PAGE EXTRACT:
Training & Accuracy
How Nyckel turns annotated samples into a working model, how it reports accuracy back to you, what to feed it, and the input-size limits to know about.
Accuracy
While a function is training, its accuracy is shown in the left navigation panel of the Nyckel console.
The top bar reflects the overall accuracy — the number of correctly predicted samples divided by the total number of samples.
Below it are class-level accuracy bars. Each bar shows, for one class, how many samples from that class the function predicted correctly. Per-class bars surface where the model is strong and where it needs more or better training data.
Cross-validation
To estimate function accuracy honestly, Nyckel uses cross-validation.
Cross-validation means training multiple models, each on most — but not all — of the samples. Each model then predicts the labels for the samples that were held out of its training set. Stitched together, this gives a fair prediction for every annotated sample without ever training and evaluating on the same data. The aggregate of those held-out predictions is what Nyckel reports as your function’s accuracy.
After cross-validation runs, Nyckel trains a single final model using all annotated data. That final model is what serves predictions for new invokes. Cross-validation is purely for the accuracy estimate; production traffic always hits the full-data model.
Training data
Nyckel trains your function from the data you import and annotate. To get the best performance, follow these guidelines when choosing what to import:
- Provide data similar to what your function will encounter in production. If possible, draw samples from the same system the function will be deployed in. A model trained on screenshots from one tool will be weaker on screenshots from a different tool, even when the task is “the same.”
- Provide balanced data. Include roughly the same number of samples per class. A function with 10,000 examples of one class and 50 of another will learn the dominant class well and the rare class poorly.

USING THE INFORMATION:
#1 State whether each statement below agrees with the Nyckel training and accuracy page, and for each, answer yes or no and quote the words of the page that decide it. (a) Predictions for new invokes come from one of the cross-validation models. (b) The top bar shows the number of correctly predicted samples divided by the total number of samples. (c) The page advises including roughly the same number of samples for each class.
#2 Write the next part of the Nyckel training and accuracy page, starting after its guideline on balanced data.

DATA:
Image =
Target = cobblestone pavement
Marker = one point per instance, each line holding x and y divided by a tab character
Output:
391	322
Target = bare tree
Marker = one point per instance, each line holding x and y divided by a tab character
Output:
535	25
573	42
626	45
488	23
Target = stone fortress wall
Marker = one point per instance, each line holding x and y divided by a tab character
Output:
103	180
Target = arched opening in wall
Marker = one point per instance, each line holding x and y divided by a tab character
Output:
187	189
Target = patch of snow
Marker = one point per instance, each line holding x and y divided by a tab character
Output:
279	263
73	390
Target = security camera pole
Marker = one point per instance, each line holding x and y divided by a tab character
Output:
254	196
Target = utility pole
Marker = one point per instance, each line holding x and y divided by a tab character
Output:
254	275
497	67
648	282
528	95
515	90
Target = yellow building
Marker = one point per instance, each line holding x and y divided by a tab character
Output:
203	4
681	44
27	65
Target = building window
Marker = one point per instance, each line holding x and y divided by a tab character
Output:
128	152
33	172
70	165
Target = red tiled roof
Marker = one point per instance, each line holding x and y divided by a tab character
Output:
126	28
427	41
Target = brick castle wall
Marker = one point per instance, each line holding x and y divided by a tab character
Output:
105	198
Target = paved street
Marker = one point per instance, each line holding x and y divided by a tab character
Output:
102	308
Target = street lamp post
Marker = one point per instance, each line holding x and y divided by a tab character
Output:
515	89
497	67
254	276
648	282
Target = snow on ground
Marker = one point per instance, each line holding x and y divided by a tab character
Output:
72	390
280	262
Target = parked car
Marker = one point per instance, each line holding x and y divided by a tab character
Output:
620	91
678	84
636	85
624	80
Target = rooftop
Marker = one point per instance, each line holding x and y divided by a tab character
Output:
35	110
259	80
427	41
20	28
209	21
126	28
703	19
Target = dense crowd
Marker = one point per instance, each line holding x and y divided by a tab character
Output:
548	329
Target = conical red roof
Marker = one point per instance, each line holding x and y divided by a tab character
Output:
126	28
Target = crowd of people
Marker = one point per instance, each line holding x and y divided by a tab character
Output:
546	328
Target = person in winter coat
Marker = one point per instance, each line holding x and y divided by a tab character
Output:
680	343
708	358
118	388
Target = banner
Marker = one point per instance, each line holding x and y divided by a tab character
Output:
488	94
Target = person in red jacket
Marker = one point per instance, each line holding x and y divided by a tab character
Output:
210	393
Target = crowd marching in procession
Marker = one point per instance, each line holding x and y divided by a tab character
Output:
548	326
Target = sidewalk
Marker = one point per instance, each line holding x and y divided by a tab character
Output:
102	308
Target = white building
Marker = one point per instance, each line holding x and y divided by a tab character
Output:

TASK ANSWERS:
#1
(a) No: "That final model is what serves predictions for new invokes."
(b) Yes: "The top bar reflects the overall accuracy — the number of correctly predicted samples divided by the total number of samples."
(c) Yes: "Include roughly the same number of samples per class."

#2
- Provide more data. More annotated samples beat almost every other lever. If you have to choose between cleaning a marginal sample and adding a new one, add a new one.
Context length
Nyckel’s Text and Tabular models rely on several large language models (LLMs) to read sample text. Every LLM has a context length — the maximum amount of text it can ingest (and therefore learn from) in a single sample. Nyckel’s LLMs currently have a context length of 512 tokens.
A “token” is a word, a piece of punctuation, or other language fragment. There is no clean 1-to-1 mapping between tokens and words or characters:
- Most tokenizers use one token for the word
cat. - The same tokenizer typically uses two tokens for
cat's. - The exact mapping depends on the tokenizer, which depends on the LLM.
In practice, across a wide range of text, the Nyckel LLMs can ingest 300–500 words before hitting the limit. If your samples are routinely longer than that, you have two options:
- Use the full text anyway. The first 300–500 words often carry enough signal for Nyckel to learn a good model; the truncated tail is rarely the discriminating part.
- Shorten the input in pre-processing by splitting long samples into several shorter ones, each annotated with the same label.